Bounding box annotation entries:

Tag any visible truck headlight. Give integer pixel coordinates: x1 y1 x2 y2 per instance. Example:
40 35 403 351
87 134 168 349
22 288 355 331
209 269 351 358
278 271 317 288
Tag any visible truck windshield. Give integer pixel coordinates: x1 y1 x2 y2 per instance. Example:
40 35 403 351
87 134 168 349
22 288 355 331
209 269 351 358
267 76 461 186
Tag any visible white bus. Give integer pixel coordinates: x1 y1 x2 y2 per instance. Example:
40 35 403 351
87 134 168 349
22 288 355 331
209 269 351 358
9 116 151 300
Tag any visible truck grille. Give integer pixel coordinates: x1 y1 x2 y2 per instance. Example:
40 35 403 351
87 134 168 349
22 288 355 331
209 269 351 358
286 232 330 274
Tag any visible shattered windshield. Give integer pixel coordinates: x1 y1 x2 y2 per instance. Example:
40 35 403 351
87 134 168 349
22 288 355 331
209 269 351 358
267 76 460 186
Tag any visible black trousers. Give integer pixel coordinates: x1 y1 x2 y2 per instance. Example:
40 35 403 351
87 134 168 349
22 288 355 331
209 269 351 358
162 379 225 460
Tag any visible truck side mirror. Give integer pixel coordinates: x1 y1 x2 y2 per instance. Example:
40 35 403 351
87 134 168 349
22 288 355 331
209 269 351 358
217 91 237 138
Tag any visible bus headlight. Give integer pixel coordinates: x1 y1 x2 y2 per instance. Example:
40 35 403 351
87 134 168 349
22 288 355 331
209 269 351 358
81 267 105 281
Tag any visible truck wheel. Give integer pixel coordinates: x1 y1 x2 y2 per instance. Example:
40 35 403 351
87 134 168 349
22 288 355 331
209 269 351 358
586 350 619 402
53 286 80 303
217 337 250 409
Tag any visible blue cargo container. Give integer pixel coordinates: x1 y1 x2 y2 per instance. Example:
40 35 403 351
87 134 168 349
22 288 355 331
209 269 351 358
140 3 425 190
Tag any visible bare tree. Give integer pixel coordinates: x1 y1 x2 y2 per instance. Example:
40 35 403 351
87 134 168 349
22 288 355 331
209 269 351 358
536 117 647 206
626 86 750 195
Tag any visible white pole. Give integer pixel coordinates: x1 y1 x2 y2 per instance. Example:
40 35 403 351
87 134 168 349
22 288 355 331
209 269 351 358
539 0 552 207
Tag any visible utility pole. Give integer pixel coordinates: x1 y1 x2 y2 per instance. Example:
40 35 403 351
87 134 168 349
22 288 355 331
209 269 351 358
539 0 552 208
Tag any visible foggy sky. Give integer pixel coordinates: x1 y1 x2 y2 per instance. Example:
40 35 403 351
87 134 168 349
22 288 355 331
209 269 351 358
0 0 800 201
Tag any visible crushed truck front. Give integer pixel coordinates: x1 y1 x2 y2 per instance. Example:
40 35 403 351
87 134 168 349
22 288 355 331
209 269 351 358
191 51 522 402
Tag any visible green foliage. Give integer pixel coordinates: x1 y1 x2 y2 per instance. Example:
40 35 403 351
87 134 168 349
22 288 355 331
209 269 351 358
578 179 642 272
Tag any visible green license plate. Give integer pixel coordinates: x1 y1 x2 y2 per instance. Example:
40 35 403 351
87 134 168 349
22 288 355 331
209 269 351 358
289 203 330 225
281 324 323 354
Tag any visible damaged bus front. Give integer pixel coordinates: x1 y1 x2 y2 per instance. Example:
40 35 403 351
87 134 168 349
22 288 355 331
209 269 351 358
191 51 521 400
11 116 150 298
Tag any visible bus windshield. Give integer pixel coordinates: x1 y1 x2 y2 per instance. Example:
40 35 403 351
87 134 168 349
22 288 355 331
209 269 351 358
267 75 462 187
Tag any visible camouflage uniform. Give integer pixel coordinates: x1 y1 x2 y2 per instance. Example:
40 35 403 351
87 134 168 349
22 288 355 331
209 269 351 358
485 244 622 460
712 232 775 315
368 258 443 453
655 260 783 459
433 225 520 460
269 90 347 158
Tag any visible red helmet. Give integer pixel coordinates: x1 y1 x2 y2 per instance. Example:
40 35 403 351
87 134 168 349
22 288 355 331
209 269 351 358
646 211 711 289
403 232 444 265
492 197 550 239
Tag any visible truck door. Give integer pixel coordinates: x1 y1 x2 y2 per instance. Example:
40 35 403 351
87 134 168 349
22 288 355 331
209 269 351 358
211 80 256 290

→ EXERCISE OBJECTIVE: Turn every line of all the records above into a numbered list, leaving out any blank lines.

→ TASK ANSWER:
1. Tag any visible truck headlight. Give integer pixel coordinates: x1 y1 x2 y2 per instance. Example:
2. 40 35 403 351
3. 87 134 168 349
4. 22 288 355 331
5. 209 269 351 358
6. 278 271 317 288
7. Tag any visible truck windshield. Give integer pixel coordinates: x1 y1 x2 y2 per instance. Example:
8. 40 35 403 351
9. 87 134 168 349
10. 22 288 355 331
11. 209 269 351 358
12. 267 76 461 186
13. Tag any visible white bus. Give integer pixel coordinates: x1 y1 x2 y2 per instance. Example:
14. 40 35 403 351
15. 87 134 168 349
16. 22 288 355 331
17. 209 269 351 358
18. 9 116 151 300
19. Tag any visible truck grille. Give integer pixel coordinates: x1 y1 x2 y2 per instance. Example:
20. 40 35 403 351
21. 87 134 168 349
22. 22 288 355 331
23. 209 269 351 358
24. 286 232 330 274
25. Tag any visible shattered windshield. Give integer pixel coordinates: x1 y1 x2 y2 per instance. Example:
26. 40 35 403 351
27. 87 134 168 349
28. 22 288 355 331
29. 209 269 351 358
30. 267 76 460 186
31. Tag any visible black trousers. Give integer pixel coordinates: x1 y1 x2 y2 per instance. Example:
32. 40 35 403 351
33. 87 134 168 349
34. 22 288 355 331
35. 209 269 351 358
36. 162 379 225 460
37. Tag any visible truck side mirror. Give integer pixel coordinates: x1 y1 x2 y2 per instance. Example:
38. 40 35 403 351
39. 87 134 168 349
40. 22 288 355 331
41. 209 269 351 358
42. 217 91 237 138
43. Tag any visible bus headlight. Give integer pixel coordinates: x1 y1 x2 y2 per instance. Example:
44. 40 35 403 351
45. 87 134 168 349
46. 22 288 355 331
47. 209 269 351 358
48. 81 267 105 281
49. Tag any visible truck wheel. Give integer pixel coordinates: x1 y1 x2 y2 per instance. Example:
50. 40 35 403 351
51. 87 134 168 349
52. 22 288 355 331
53. 209 269 351 358
54. 586 350 619 402
55. 53 286 80 303
56. 217 337 250 409
57. Tag any visible blue cargo container. Give integer pixel coordinates: x1 y1 x2 y2 per instance. Example:
58. 40 35 403 351
59. 87 134 168 349
60. 22 288 355 331
61. 209 269 351 358
62. 140 3 425 190
63. Tag any visible bare tree. Give integer pixel coordinates: x1 y1 x2 y2 per instance. Example:
64. 40 35 403 351
65. 87 134 168 349
66. 22 288 355 331
67. 209 269 351 358
68. 536 117 647 206
69. 626 86 750 195
70. Tag any visible white pole. Give integer pixel coordinates: x1 y1 x2 y2 per instance. Example:
71. 40 35 403 351
72. 87 134 168 349
73. 22 288 355 331
74. 209 269 351 358
75. 539 0 552 207
76. Tag any visible utility pole. Give integer pixel coordinates: x1 y1 x2 y2 per instance. Example:
77. 40 35 403 351
78. 87 134 168 349
79. 22 288 355 331
80. 209 269 351 358
81. 539 0 552 208
82. Tag any visible foggy sky. Give integer pixel coordinates: x1 y1 x2 y2 per instance. Example:
83. 40 35 403 351
84. 87 134 168 349
85. 22 288 355 331
86. 209 269 351 358
87. 0 0 800 201
88. Tag any visible crushed truck front. Give integer pixel coordinates: x1 y1 x2 y2 per instance. Example:
89. 40 35 403 351
90. 87 134 168 349
91. 22 288 355 331
92. 209 269 351 358
93. 191 51 522 402
94. Tag any visible green foliage. Give integer pixel coordinates: x1 y1 x2 y2 per instance. Example:
95. 40 35 403 351
96. 87 134 168 349
97. 22 288 355 331
98. 209 269 351 358
99. 578 179 642 272
100. Tag any visible green license plate. Give integer pixel coordinates: x1 y1 x2 y2 per instance. Example:
101. 40 35 403 351
102. 87 134 168 349
103. 22 288 355 331
104. 209 269 351 358
105. 289 203 330 225
106. 281 324 323 354
107. Tag any visible damaged bus front. Give integer pixel coordinates: x1 y1 x2 y2 per instance. Example:
108. 40 35 403 351
109. 87 134 168 349
110. 22 288 355 331
111. 209 269 351 358
112. 191 51 521 400
113. 11 116 150 298
114. Tag any visible bus windshield. Give integer pixel coordinates: x1 y1 x2 y2 per instance. Example:
115. 40 35 403 351
116. 87 134 168 349
117. 22 288 355 331
118. 209 269 351 358
119. 267 75 462 187
120. Tag any visible camouflage uniform. Give integer pixel coordinates: x1 y1 x2 y2 per instance. Example:
121. 40 35 403 351
122. 87 134 168 349
123. 22 288 355 331
124. 209 269 351 358
125. 485 244 622 460
126. 712 232 775 315
127. 368 258 443 453
128. 655 260 783 459
129. 433 225 520 460
130. 269 90 347 158
131. Tag any visible red helmet. Give integer pixel coordinates: x1 y1 x2 y2 per instance. Example:
132. 40 35 403 351
133. 87 134 168 349
134. 22 288 355 331
135. 209 269 351 358
136. 646 211 711 289
137. 403 232 444 265
138. 492 197 550 239
139. Tag any visible truck door. Give integer pixel coordinates: x1 y1 x2 y2 per instance. Example:
140. 40 35 403 351
141. 87 134 168 349
142. 22 288 355 331
143. 209 269 351 358
144. 211 80 256 290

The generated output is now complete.